• **Source material**
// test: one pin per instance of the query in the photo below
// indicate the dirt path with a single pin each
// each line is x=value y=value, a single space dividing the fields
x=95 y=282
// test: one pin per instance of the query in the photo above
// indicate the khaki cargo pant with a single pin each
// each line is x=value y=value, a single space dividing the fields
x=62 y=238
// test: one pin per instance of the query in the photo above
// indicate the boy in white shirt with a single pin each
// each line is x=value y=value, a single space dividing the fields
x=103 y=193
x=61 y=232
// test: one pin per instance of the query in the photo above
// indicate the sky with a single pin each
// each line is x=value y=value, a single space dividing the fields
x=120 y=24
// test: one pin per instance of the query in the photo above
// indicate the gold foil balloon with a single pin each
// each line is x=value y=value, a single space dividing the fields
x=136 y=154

• **Instructions to follow**
Rewrite every line of the data above as a JSON array of strings, one string per line, leaving out any blank lines.

• **Finished answer**
[
  "// test: one pin per instance of the query in the photo below",
  "// indicate the dirt path with a single pin each",
  "// each line is x=value y=value, a single space dividing the fields",
  "x=95 y=282",
  "// test: one pin per instance of the query in the photo above",
  "// indicate the khaki cargo pant with a single pin each",
  "// each line is x=value y=value, a single space dividing the fields",
  "x=62 y=238",
  "// test: one pin per instance of the query in the photo above",
  "// indicate the boy in white shirt with a single pin each",
  "// each line is x=value y=value, a single space dividing the fields",
  "x=103 y=193",
  "x=61 y=232",
  "// test: one pin per instance of the query in the photo above",
  "// indicate the sky with a single pin each",
  "// each line is x=value y=value, a single space dividing the fields",
  "x=120 y=24",
  "// test: one pin per instance of the query in the photo above",
  "// indicate the gold foil balloon with a single pin each",
  "// each line is x=value y=value, a single space dividing the fields",
  "x=136 y=154"
]